Source document:
‘In 1915 the State openly declared war upon its Armenian citizens’

The guest on March 5 of the Thursday Talks organized by the History Foundation was Nevzat Onaran. Onaran presented a speech titled ‘The Code of 1915: Emval-i Metruke/Abandoned Properties’ and we talked to him about the continuity of the economic policy based on liquidification, and the laws that enabled that continuity.

Which laws formed the basis for the economic liquidation that began with 1915?

Emval-i metruke (Abandoned properties) is a phrase that describes goods that no longer have an owner. However, within the Ottoman context, the owner of the properties in question was known, therefore in the case of 1915, the phrase actually means properties that were, in one way or another, forcibly seized from its owner by the State. The deportation law issued on 27 May 1915, the mass migration of the Armenians began, and this law was followed with a directive issued on 10 June 1915, on the settlement of Armenians. Of the properties left behind by the Armenians, the movable assets were immediately sold, whereas immovable assets were seized by the State. A part of these were distributed to Muslim migrants to Anatolia, while in many areas, they were literally grabbed by whoever got there first. The relevant legislation has three bases. The first is the decree of the Meclis-i Vükela, or Cabinet, dated 30 May 1915. The second is the directive dated 10 June 1915. And the third is the law, which is shortly referred to as the Liquidation Law. The first defined the assets as abandoned properties, the second led to the pillaging of the assets, while the third provided their new owners with legal deeds for the properties they pillaged. The Liquidation Law is the most important of the three.

Why is the Liquidation Law the most important?

Because this law is the final stage of the internal war front the Ottoman Empire appended to the state of external war it was involved in. Its enemies in this internal war where people who were affiliated with it by bonds of citizenship. First, Armenian men between the ages of 20 and 40 were drafted with the Mobilization Law; and then, on 24 April 1915, the leading intellectuals were imprisoned, and some were murdered. And then, whoever was left was forced to migrate away from their homes. In other words, the Empire openly says, regarding the remaining folk, “They have betrayed their country, they are enemies”. This became official with the coded telegram sent out by Talaat Pasha in February. Therefore Armenians were openly regarded as opponents in the internal war. In such an environment, the Liquidation Law was the final stage in this war. After all, Article 1 of the Law clearly states that the properties of the people who were forced into exile are to be liquidated. With Article 2, the State seizes the properties of these exiled people; and Article 6 regulates the establishment of a commission for the carrying out of this task. The dispossession system founded in 1915 is consolidated with this law.

Work instructions:
(a) Using the interview on abandoned Armenian properties, decide whether each statement is true. (i) The movable assets the Armenians left behind were seized by the State. (ii) The Cabinet decree is dated 30 May 1915. (iii) Article 6 of the Liquidation Law provides for setting up a commission. For each, answer yes or no and quote the words from the interview that decide it.
(b) Carry on the interview on abandoned Armenian properties, picking up after its last sentence.

Supplied entries:

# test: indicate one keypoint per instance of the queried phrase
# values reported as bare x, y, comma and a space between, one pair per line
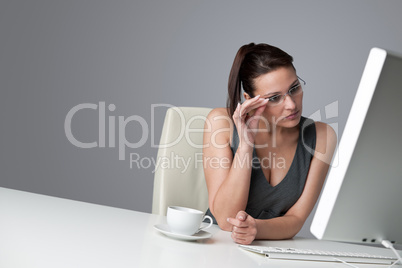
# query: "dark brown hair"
251, 61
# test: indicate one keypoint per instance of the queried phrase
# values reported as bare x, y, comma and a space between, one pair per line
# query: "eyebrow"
277, 92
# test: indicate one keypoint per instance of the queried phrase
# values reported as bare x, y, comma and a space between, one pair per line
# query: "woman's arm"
228, 177
246, 229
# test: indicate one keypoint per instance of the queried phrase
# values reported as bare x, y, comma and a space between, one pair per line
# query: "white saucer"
164, 229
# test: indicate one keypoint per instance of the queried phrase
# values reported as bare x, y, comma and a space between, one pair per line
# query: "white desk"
43, 231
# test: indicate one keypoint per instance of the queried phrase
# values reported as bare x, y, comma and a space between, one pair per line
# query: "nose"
289, 102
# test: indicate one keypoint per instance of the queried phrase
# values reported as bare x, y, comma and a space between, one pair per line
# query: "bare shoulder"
326, 141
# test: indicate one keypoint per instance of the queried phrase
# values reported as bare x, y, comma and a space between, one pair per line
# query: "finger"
244, 240
260, 109
248, 107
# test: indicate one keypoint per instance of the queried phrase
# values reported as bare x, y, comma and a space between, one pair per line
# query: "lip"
292, 116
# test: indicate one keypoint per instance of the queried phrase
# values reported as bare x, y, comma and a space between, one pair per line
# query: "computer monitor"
362, 198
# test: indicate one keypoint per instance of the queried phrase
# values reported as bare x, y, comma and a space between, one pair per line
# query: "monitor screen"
362, 197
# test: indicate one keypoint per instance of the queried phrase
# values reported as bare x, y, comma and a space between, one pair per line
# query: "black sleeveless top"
266, 201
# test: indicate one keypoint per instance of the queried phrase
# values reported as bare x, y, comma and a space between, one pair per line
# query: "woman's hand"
244, 228
246, 118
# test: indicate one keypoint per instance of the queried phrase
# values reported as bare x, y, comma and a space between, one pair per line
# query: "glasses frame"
282, 97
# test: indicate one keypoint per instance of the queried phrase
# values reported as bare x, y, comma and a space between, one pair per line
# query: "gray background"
55, 55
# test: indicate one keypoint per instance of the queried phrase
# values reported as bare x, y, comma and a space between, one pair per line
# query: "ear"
246, 96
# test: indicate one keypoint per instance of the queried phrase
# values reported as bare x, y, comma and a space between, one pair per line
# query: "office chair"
179, 177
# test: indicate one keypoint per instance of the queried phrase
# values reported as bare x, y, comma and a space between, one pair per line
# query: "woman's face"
273, 85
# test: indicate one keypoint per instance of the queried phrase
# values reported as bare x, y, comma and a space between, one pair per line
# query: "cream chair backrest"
179, 176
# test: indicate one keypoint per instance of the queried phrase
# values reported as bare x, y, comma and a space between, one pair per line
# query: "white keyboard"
318, 255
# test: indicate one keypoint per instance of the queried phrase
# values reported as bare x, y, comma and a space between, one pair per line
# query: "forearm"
232, 195
284, 227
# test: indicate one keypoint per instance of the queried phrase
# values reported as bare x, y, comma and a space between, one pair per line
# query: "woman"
265, 172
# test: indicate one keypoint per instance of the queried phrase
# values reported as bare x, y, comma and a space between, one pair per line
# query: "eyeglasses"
293, 91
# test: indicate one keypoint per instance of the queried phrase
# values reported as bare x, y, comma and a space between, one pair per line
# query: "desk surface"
43, 231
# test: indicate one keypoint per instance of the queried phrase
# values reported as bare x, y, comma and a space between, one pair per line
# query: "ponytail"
235, 81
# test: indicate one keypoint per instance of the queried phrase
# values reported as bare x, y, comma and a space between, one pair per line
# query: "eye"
275, 99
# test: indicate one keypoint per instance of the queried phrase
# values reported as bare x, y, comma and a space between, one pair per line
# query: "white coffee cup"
186, 221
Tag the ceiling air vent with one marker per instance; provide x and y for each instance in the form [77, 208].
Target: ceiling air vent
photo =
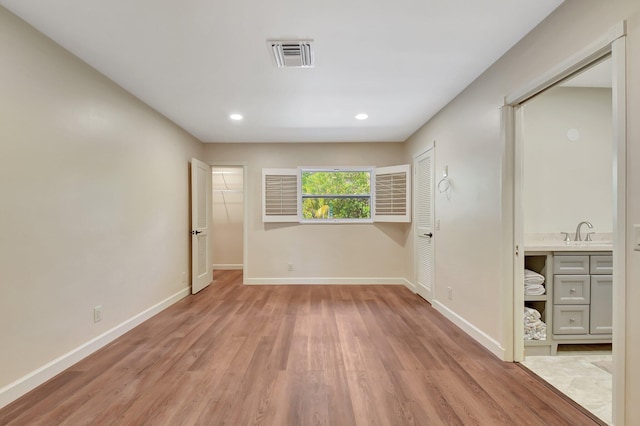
[292, 54]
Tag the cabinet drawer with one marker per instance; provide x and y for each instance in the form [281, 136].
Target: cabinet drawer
[601, 313]
[571, 289]
[571, 319]
[571, 265]
[601, 265]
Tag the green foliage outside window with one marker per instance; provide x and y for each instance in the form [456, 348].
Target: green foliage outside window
[336, 194]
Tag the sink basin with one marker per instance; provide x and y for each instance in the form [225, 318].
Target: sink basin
[586, 243]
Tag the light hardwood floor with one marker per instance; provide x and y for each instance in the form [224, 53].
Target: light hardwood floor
[294, 355]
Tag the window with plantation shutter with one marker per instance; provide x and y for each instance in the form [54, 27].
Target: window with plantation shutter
[392, 194]
[280, 195]
[337, 195]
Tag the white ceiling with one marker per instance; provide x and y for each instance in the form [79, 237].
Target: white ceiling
[197, 61]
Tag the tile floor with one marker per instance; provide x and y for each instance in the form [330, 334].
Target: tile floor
[580, 372]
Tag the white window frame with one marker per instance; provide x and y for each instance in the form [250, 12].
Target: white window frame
[396, 207]
[370, 170]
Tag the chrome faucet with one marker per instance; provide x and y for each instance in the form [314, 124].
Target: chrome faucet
[578, 236]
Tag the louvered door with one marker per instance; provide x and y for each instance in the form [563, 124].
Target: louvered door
[424, 254]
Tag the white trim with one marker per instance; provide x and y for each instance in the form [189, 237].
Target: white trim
[228, 266]
[15, 390]
[618, 59]
[478, 335]
[411, 286]
[510, 332]
[325, 281]
[569, 66]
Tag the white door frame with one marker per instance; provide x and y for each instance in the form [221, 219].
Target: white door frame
[245, 211]
[614, 43]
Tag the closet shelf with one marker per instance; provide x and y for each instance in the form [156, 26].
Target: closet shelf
[238, 191]
[536, 298]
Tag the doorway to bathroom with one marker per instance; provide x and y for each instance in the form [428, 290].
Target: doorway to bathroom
[227, 217]
[567, 215]
[541, 258]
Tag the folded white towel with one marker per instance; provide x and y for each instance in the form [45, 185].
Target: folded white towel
[531, 277]
[534, 290]
[534, 328]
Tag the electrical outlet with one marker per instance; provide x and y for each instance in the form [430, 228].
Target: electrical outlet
[97, 313]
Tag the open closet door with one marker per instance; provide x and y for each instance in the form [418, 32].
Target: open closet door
[201, 271]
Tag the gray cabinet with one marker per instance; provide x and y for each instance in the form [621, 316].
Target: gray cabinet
[582, 298]
[601, 321]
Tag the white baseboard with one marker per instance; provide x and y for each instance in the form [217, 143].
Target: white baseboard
[324, 281]
[481, 337]
[15, 390]
[411, 286]
[227, 266]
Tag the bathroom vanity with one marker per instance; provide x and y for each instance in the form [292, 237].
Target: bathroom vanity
[577, 304]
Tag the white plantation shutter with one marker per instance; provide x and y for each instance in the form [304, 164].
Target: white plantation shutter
[392, 201]
[280, 195]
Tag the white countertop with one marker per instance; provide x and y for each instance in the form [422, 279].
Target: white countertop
[570, 246]
[554, 242]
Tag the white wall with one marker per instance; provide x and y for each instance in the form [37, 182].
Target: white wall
[94, 203]
[327, 252]
[566, 182]
[467, 132]
[227, 217]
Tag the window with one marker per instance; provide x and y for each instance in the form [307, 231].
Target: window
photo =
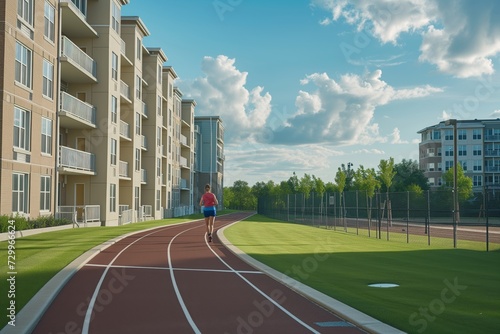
[463, 163]
[477, 150]
[45, 193]
[22, 128]
[48, 79]
[139, 48]
[138, 86]
[158, 200]
[462, 134]
[49, 30]
[113, 151]
[449, 151]
[448, 165]
[462, 150]
[115, 17]
[46, 135]
[477, 180]
[25, 10]
[20, 193]
[137, 123]
[114, 109]
[476, 134]
[137, 159]
[112, 197]
[23, 65]
[477, 166]
[136, 198]
[114, 66]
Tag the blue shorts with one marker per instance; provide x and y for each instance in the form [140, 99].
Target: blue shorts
[209, 211]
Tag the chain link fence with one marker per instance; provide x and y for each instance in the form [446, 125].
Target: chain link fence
[426, 217]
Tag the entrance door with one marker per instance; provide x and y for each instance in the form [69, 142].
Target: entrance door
[79, 200]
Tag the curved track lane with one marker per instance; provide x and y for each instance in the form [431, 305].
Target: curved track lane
[171, 280]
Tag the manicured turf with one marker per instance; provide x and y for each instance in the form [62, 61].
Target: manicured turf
[39, 257]
[441, 290]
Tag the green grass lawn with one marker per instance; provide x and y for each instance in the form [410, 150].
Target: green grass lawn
[441, 289]
[39, 257]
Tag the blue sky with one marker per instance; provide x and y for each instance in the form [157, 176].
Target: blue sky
[307, 85]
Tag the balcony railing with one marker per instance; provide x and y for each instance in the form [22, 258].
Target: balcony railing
[77, 108]
[124, 129]
[123, 171]
[124, 90]
[73, 52]
[76, 159]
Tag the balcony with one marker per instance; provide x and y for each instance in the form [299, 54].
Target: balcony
[74, 22]
[123, 171]
[76, 65]
[125, 92]
[125, 130]
[76, 162]
[76, 114]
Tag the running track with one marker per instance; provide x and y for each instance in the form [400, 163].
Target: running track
[171, 280]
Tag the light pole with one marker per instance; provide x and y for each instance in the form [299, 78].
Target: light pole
[455, 188]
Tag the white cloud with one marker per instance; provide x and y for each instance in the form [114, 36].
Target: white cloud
[459, 37]
[396, 137]
[341, 112]
[222, 91]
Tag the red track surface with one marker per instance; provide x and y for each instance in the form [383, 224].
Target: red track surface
[170, 280]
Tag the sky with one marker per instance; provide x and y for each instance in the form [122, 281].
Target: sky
[305, 86]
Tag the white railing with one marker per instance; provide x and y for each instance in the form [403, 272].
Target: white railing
[73, 52]
[123, 169]
[77, 107]
[79, 214]
[124, 129]
[124, 89]
[69, 157]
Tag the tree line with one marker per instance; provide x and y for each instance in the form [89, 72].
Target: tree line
[389, 177]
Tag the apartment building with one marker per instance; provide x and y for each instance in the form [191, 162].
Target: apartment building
[28, 117]
[478, 151]
[102, 134]
[209, 158]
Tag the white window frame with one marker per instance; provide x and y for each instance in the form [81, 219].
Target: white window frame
[22, 128]
[114, 109]
[49, 15]
[23, 65]
[114, 66]
[46, 142]
[113, 151]
[25, 11]
[112, 197]
[48, 79]
[20, 193]
[45, 192]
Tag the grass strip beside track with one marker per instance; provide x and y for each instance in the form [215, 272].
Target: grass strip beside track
[441, 289]
[39, 257]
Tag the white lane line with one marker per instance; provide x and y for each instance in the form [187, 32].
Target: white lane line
[262, 293]
[177, 269]
[88, 314]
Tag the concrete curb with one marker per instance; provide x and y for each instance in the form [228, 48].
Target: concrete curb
[362, 320]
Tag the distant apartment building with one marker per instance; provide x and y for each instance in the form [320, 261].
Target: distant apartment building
[209, 159]
[478, 151]
[100, 134]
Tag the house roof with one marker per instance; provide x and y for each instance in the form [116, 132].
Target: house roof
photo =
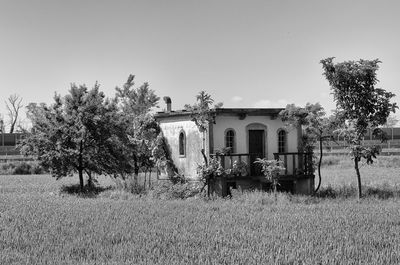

Activity answers:
(a)
(i) No: "the movable assets were immediately sold, whereas immovable assets were seized by the State."
(ii) Yes: "The first is the decree of the Meclis-i Vükela, or Cabinet, dated 30 May 1915."
(iii) Yes: "Article 6 regulates the establishment of a commission for the carrying out of this task."

(b)
We can say that Ankara’s main personnel against the Istanbul government was made up of members of Union and Progress. This was why the issue of abandoned properties appears many times on the agenda of the Parliament in Ankara.

Can we talk about a continuity regarding these laws?

In 1918, a government decree was issued allowing the return of the forcibly exiled. Following the Ottoman defeat in the war, on 8 January 1920, the Istanbul government issued a new decree. This decree rendered void all actions carried out on the basis of the Liquidation Law. The new system stated that the losses of all those whose properties were seized or sold would be compensated. In the same period, the movement that would carry out the National Struggle in Anatolia gained power. The group that would later form a government in Ankara called itself during that period Müdafaa-i Hukuk Cemiyeti, the Society for the Defence of Rights. We know that all members of Union and Progress, which had lost power, were members of this society. In this respect, we can say that Ankara’s main personnel against the Istanbul government was made up of members of Union and Progress. This was why the issue of abandoned properties appears many times on the agenda of the Parliament in Ankara. On 20 April 1922, the first law on this matter was issued. Decisions were taken regarding what to do with the properties in recovered areas. However, let us pay attention to the date. Not many areas had been recovered at that point. This law stated that the properties of those who return would be given back. However, that article was annotated with the condition that a court had to determine that the property belonged to the returned person. In other words, they made it very difficult for those who returned.

When were the laws of the Republican regime regarding property seizure issued?

The first regulation after that was made after 9 September 1922, when İzmir was captured. Only 5 days after the capture of İzmir, the law issued by the Istanbul government on 8 January 1920 was repealed, first by a secret session, and then an open session. This paved the way for implementations carried out in the framework of the Liquidation Law. In the process that followed, the statute on the formation of the Liquidation Commission was changed on 31 October 1922, and the commissions were formed mostly of local notables. Then on 15 April 1923, a comprehensive law on abandoned properties was issued. This law renewed the law issued in 1915 and its scope was broadened at a very critical point. The scope of properties defined as abandoned properties, in addition to belonging to persons who had been forcibly exiled, was broadened to include properties of disappeared and departed persons, those who had travelled to a foreign country, and even those who had travelled to Istanbul and its environs. In fact, when objections were raised to the part of that specific article regarding Istanbul, Finance Minister Hasan Fehmi provided assurance that the properties of Muslims would not be touched. Thus, the law was rendered even more problematic than in 1915, and the attributes of properties the State could seize was increased. This was how the State first seized, then pillaged and finally issued deeds for the properties of the Armenians.

The Treaty of Lausanne was signed on 24 July 1923; however, the validity of Lausanne still remained problematic. In order to solve this problem, a decree was passed on 13 June 1926, and the date for the beginning of Lausanne’s validity was set as 6 August 1924.

Where does the Treaty of Lausanne stand in this equation?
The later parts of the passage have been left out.